• TASK DETAILS: Your task is to repeat the entries word for word while leaving out the pictures.
### DATA ROWS
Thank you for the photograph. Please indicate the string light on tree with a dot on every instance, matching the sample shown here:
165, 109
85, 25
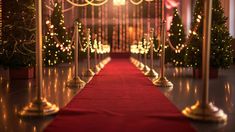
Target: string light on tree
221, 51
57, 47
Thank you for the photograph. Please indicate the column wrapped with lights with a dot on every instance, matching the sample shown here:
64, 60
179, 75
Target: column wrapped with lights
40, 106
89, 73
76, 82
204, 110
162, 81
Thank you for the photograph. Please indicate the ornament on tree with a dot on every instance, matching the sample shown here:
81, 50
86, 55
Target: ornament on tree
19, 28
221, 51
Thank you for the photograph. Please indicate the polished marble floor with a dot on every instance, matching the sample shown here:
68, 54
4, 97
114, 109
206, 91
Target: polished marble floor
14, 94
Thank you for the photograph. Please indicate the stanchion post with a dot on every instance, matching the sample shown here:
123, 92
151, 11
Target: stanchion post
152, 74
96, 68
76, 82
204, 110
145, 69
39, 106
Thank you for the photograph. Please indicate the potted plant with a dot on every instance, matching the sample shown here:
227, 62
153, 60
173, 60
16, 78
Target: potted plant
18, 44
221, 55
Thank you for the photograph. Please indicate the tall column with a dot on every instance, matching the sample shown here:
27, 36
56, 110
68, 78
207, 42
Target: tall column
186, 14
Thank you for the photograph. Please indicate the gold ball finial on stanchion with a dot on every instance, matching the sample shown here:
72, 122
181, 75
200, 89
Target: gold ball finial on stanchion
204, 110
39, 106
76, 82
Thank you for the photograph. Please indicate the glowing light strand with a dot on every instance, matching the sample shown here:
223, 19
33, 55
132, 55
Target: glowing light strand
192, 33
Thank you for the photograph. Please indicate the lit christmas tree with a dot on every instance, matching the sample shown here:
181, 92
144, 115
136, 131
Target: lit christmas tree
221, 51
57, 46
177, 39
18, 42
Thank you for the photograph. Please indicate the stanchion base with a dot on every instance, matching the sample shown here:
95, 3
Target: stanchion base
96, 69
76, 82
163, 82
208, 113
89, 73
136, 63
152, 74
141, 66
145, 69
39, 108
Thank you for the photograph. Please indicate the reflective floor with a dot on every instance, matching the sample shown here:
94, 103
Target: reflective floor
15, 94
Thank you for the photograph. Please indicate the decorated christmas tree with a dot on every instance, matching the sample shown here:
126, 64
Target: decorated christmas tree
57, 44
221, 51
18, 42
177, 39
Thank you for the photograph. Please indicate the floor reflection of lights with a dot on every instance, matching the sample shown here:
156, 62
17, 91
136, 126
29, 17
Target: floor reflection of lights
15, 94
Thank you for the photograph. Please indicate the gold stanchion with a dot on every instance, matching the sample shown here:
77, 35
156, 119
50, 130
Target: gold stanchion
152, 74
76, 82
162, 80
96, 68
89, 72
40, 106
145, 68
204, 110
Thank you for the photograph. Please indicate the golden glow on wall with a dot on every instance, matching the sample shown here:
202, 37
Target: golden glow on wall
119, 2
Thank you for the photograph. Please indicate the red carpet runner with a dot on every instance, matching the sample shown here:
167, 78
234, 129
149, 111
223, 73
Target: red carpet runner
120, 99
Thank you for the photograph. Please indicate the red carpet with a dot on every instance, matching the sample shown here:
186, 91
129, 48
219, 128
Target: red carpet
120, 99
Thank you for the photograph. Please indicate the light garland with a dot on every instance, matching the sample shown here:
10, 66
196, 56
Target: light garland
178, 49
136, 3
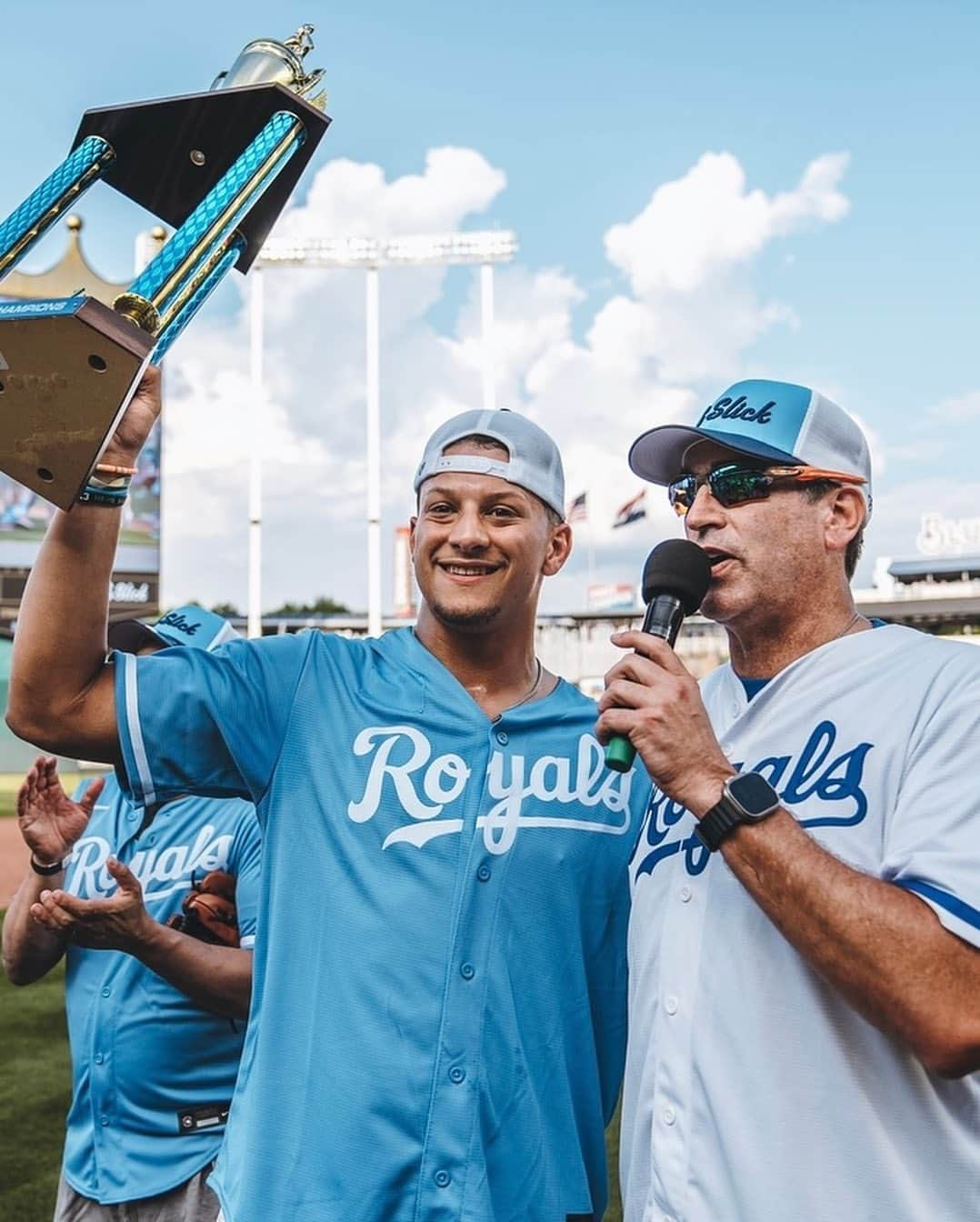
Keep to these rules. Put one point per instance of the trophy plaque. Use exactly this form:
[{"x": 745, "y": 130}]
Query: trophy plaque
######
• OUTPUT BELOW:
Thank you for the photograph. Please indicate the string light on tree with a dot on every instance, matching the sample shown here:
165, 109
85, 25
Target: string light on tree
221, 51
57, 47
Thank you for the photograph. Please indicate the column wrapped with lights with a dot on every instance, matching the sample shown here:
64, 60
179, 75
Target: column wrapped with lights
40, 106
89, 73
76, 82
204, 110
162, 81
Thank you for the photograph. Please indicate the ornament on tree with a dot on every instance, matching the sample shown here:
81, 50
86, 55
Target: ornament on tree
19, 28
221, 51
Thank you for the photograph. Please indicate the polished marble floor with a dot on every instance, matching the sample shown here:
68, 54
4, 97
114, 109
206, 91
Target: polished marble floor
14, 94
Thank you for the photograph. Please indicate the stanchion post with a dot on every instance, matching the sample shown here:
123, 92
151, 11
Target: stanchion post
152, 74
96, 68
76, 82
204, 110
145, 69
39, 106
Thank you for the photograph. Please indicate the potted plant with a dot on every instance, matching the sample shown here:
227, 62
153, 60
173, 60
16, 78
Target: potted plant
18, 44
221, 55
Thank you for the photograph. Please indicate the tall column with a dot on every instance, matching the sample shown here:
27, 36
56, 110
68, 78
207, 42
Target: tall column
186, 14
Thank you for the photograph. Please indicate the gold ball finial on stanchion with a dot on every instance, matching the sample shown here:
72, 122
181, 75
200, 89
Target: gold ball finial on stanchion
204, 110
39, 106
76, 82
Thank you for the photograph. Please indicate the glowing light strand with a dot on every instance, matching the sample shown here:
223, 19
33, 55
132, 55
Target: glowing light strand
192, 33
Thank you for the photograph. Please indicate the lit christmas tree with a dot on every instance, matching the sample shown here:
181, 92
144, 115
136, 131
Target: lit christmas tree
221, 51
57, 46
177, 39
18, 42
Thank you for the photograph. Please indicate the stanchion base with a dot on every instance, matching the sample shown here:
95, 3
Target: stanchion base
96, 69
76, 82
163, 82
208, 113
89, 73
136, 63
152, 74
141, 66
145, 69
39, 108
Thank you for the photograph. Please indicate the reflective floor with a dot on every instance, matching the sample shown here:
94, 103
Target: reflective floor
15, 94
Thank you for the photograph. Please indicate the decorated christmas tree with a dot on every instance, matching the sample shown here:
126, 64
Target: decorated christmas tree
57, 44
221, 51
18, 42
177, 39
Thank you for the photograph. Please indicate the floor reflection of lights with a dot on every instance, matching the sample shown here:
156, 62
17, 91
136, 126
29, 17
Target: floor reflection of lights
15, 94
Thank you for the photograph. Please indicate the gold stanchion with a dot on every instance, matching the sample shown here:
77, 35
156, 119
50, 130
Target: gold stanchion
152, 74
76, 82
162, 80
96, 68
89, 72
40, 106
145, 68
204, 110
Thank you for the photograph. Please indicate the golden glow on wall with a dot on every instance, matching the sample shown here:
202, 37
Target: golden glow on wall
119, 2
Thank you for the photograph. Please indicate the red carpet runner with a dot on every instance, matching the sample shown here:
167, 78
234, 129
149, 111
223, 73
Target: red carpet runner
120, 99
Thank you for the photograph. Please indicate the red carpet with a dot on every instance, matching the sample shown here:
186, 91
129, 48
219, 128
Target: red carpet
120, 99
Thank you for the photograph. Please indicate the light garland with a dot on every instance, matching the sample shown here:
10, 66
196, 56
Target: light garland
178, 49
136, 3
Keep to these rules. Put one point per instance of the trophy plaque. Use exactly this form:
[{"x": 745, "y": 130}]
Query: trophy plaque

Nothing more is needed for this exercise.